**Exercise aim**
Each entry below needs to be transcribed verbatim; the images should not appear.

(Image point grounding data)

[Start of Attachment]

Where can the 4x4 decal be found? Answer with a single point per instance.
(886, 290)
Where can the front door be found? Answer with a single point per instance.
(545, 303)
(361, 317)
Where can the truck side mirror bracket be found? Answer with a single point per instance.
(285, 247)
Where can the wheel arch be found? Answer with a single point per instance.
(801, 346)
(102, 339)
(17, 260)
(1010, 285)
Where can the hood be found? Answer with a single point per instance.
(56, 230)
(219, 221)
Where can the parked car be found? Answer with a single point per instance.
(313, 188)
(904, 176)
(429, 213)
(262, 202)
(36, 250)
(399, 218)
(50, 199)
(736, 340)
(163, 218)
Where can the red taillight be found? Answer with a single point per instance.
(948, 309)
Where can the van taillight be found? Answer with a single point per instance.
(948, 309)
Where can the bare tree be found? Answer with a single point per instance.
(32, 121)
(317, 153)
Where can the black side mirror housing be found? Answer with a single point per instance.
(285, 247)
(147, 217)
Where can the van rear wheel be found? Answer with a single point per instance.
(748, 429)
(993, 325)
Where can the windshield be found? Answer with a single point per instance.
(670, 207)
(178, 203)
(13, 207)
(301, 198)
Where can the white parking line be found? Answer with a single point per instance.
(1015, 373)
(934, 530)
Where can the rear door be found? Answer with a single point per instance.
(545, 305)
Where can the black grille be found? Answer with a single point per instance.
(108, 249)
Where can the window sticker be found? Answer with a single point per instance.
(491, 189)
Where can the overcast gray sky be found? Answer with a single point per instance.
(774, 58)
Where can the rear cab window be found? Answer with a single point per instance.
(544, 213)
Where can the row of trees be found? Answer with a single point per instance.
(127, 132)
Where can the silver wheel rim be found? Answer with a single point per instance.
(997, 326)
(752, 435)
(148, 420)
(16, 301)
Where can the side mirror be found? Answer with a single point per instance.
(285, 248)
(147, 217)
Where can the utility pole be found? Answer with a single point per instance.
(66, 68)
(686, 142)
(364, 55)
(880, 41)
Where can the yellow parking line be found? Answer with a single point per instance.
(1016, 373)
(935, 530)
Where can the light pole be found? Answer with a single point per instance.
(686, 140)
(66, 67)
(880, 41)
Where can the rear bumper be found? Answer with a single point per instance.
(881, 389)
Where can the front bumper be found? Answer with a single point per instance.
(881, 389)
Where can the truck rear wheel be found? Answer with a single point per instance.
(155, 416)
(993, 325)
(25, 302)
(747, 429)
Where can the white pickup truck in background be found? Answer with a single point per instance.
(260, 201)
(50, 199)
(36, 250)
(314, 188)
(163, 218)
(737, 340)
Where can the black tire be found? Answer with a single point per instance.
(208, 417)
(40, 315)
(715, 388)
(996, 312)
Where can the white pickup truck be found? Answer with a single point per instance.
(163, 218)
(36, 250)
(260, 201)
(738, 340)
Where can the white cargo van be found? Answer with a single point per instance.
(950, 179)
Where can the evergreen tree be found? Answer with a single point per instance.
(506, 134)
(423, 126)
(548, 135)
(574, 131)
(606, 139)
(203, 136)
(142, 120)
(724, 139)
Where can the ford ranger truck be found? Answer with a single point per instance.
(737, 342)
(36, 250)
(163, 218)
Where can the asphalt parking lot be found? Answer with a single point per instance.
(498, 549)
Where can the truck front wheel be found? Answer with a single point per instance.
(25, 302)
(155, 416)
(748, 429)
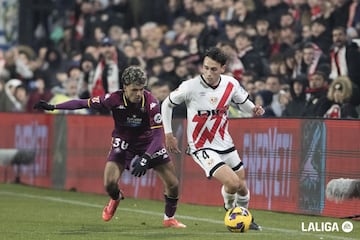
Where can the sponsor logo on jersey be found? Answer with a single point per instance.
(95, 100)
(157, 118)
(213, 100)
(152, 105)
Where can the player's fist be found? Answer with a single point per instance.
(42, 105)
(258, 110)
(140, 165)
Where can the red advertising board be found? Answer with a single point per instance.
(342, 161)
(28, 132)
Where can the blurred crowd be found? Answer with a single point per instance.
(297, 58)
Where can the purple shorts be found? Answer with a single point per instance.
(123, 153)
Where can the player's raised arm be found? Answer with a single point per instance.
(68, 105)
(171, 142)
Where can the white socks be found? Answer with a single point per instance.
(242, 201)
(232, 200)
(228, 198)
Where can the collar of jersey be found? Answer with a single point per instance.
(142, 101)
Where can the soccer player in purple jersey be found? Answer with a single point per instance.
(137, 138)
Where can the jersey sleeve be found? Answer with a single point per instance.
(179, 95)
(106, 101)
(154, 113)
(240, 94)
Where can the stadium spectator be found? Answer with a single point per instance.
(316, 102)
(213, 150)
(339, 95)
(264, 98)
(168, 73)
(137, 140)
(234, 64)
(273, 84)
(296, 105)
(37, 93)
(9, 102)
(344, 57)
(106, 77)
(249, 56)
(275, 25)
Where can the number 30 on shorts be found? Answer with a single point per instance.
(118, 142)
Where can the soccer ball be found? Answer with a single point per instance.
(238, 219)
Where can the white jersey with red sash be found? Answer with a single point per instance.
(207, 111)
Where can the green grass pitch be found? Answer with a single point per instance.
(41, 214)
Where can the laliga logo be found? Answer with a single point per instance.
(346, 227)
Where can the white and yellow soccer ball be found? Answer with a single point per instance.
(238, 219)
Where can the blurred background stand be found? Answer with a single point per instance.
(17, 158)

[End of Attachment]

**Result below**
Where can the 4x4 decal be found? Answer with a single point per instance.
(886, 290)
Where can the front door be found? Answer with a single point per instance.
(545, 303)
(361, 317)
Where can the truck side mirror bracket be found? Answer with a single point per instance.
(285, 247)
Where can the wheel arch be found? Answer with a single point per instance.
(801, 346)
(102, 339)
(17, 260)
(1010, 285)
Where can the hood be found? Answer with a single point per instance.
(56, 230)
(219, 221)
Where can the parked car be found? Answer with a single point per instance.
(313, 188)
(904, 176)
(429, 213)
(262, 202)
(36, 250)
(399, 218)
(50, 199)
(736, 340)
(163, 218)
Where can the red taillight be found? Answer with a single point per instance.
(948, 309)
Where can the van taillight be found? Answer with a single point per instance.
(948, 309)
Where can the bare tree be found? Answer with a single point per instance.
(32, 121)
(317, 153)
Where can the black side mirror housing be found? Answer with a single point per instance.
(285, 247)
(147, 217)
Where can the van rear wheel be found? Answer with a single point per instance.
(748, 429)
(993, 325)
Where can the windshield be found? Answer with a single point per instance.
(670, 207)
(178, 203)
(13, 207)
(301, 198)
Where can the white parking line be found? Answer with a single point per instance.
(1015, 373)
(934, 530)
Where can the rear door be found? Answer with a single point per instance.
(545, 305)
Where can the black grille be found? Answer with a single point per instance.
(108, 249)
Where can the window sticker be found? Answer with a single point per instance.
(491, 189)
Where can the overcast gray sky be found? Answer with a single point per instance.
(774, 58)
Where can the rear cab window be found? Answer with a single point per instance.
(544, 213)
Where can the row of trees be found? Answer with a single point per instance.
(127, 132)
Where can the silver wheel rim be found? Answer with a single point per instance.
(997, 326)
(752, 435)
(148, 420)
(16, 301)
Where can the side mirror be found? Answer with a single point per instance.
(285, 248)
(147, 217)
Where can the utility pole be found? Answer with a single point per instance.
(66, 68)
(686, 142)
(364, 55)
(880, 41)
Where can the yellow parking line be found? Answer with a single point per instance.
(1016, 373)
(935, 530)
Where can the light pole be found? Answer with a single point per instance.
(686, 140)
(66, 67)
(880, 41)
Where can the rear bumper be found? Answer with a single point per instance.
(881, 389)
Where can the front bumper be found? Answer with a single point per instance.
(881, 389)
Where can the truck rear wheel be found? Answer with a single point per instance.
(155, 416)
(993, 325)
(25, 302)
(747, 429)
Where can the white pickup truck in background be found? Answer with a single point per instance.
(260, 201)
(50, 199)
(36, 250)
(314, 188)
(163, 218)
(737, 340)
Where can the black tire be found? Answer with a single point per instance.
(208, 417)
(40, 315)
(715, 388)
(996, 312)
Where can the white pickup truck be found? Answer with a single point per instance.
(163, 218)
(36, 250)
(260, 201)
(738, 340)
Where can the white cargo van be found? Answer with a single point per instance.
(950, 179)
Where can the evergreen tree be found? Answer with a single point per instance.
(506, 134)
(423, 126)
(548, 135)
(574, 131)
(606, 139)
(203, 136)
(142, 120)
(724, 139)
Where can the ford ranger truck be found? Answer with a single point per instance.
(737, 342)
(36, 250)
(163, 218)
Where can the asphalt parking lot be found? Answer with a single point per instance.
(498, 549)
Where can the truck front wheel be found? Answer with a single point per instance.
(25, 302)
(155, 416)
(748, 429)
Where can the sponsor logo on jersey be found? Answer with a single point per instance.
(95, 100)
(157, 118)
(213, 100)
(152, 105)
Where can the player's fist be found? Answer with a single point per instance.
(42, 105)
(258, 110)
(140, 165)
Where can the red advertising board be found? Answer with a single point per instance.
(342, 161)
(28, 132)
Where can the blurred crowd be found? Answer with a single point per instance.
(297, 58)
Where can the purple shorts be found? Answer with a single point per instance.
(123, 153)
Where can the player's raised arm be found? Answer with a single point per instance.
(68, 105)
(171, 142)
Where can the white socks be found? Answer with a single point per instance.
(242, 201)
(232, 200)
(228, 198)
Where can the collar of jersey be found? Answer with a single point per instance.
(142, 101)
Where can the soccer player in purple jersey be found? Answer with a single point per instance.
(137, 138)
Where can the jersey sleeve be found? Answer with a single point per instance.
(179, 95)
(106, 101)
(154, 113)
(240, 94)
Where can the stadium spectator be found? Answer with a single point per instance.
(316, 102)
(213, 150)
(339, 95)
(264, 98)
(168, 73)
(137, 140)
(234, 64)
(273, 84)
(296, 105)
(37, 93)
(9, 102)
(344, 57)
(106, 77)
(249, 56)
(275, 25)
Where can the number 30 on shorts be found? Answer with a single point per instance.
(118, 142)
Where can the soccer ball be found? Answer with a single point per instance.
(238, 219)
Where can the white jersey with red sash be found? Answer with a single point per instance.
(207, 111)
Where can the green grass pitch be found? Answer with a single point per instance.
(41, 214)
Where can the laliga logo be found? Answer with a single point per instance.
(346, 227)
Where can the white and yellow soccer ball be found? Answer with a single point per instance.
(238, 219)
Where can the blurred background stand be found? Answer with a single point per instance.
(17, 158)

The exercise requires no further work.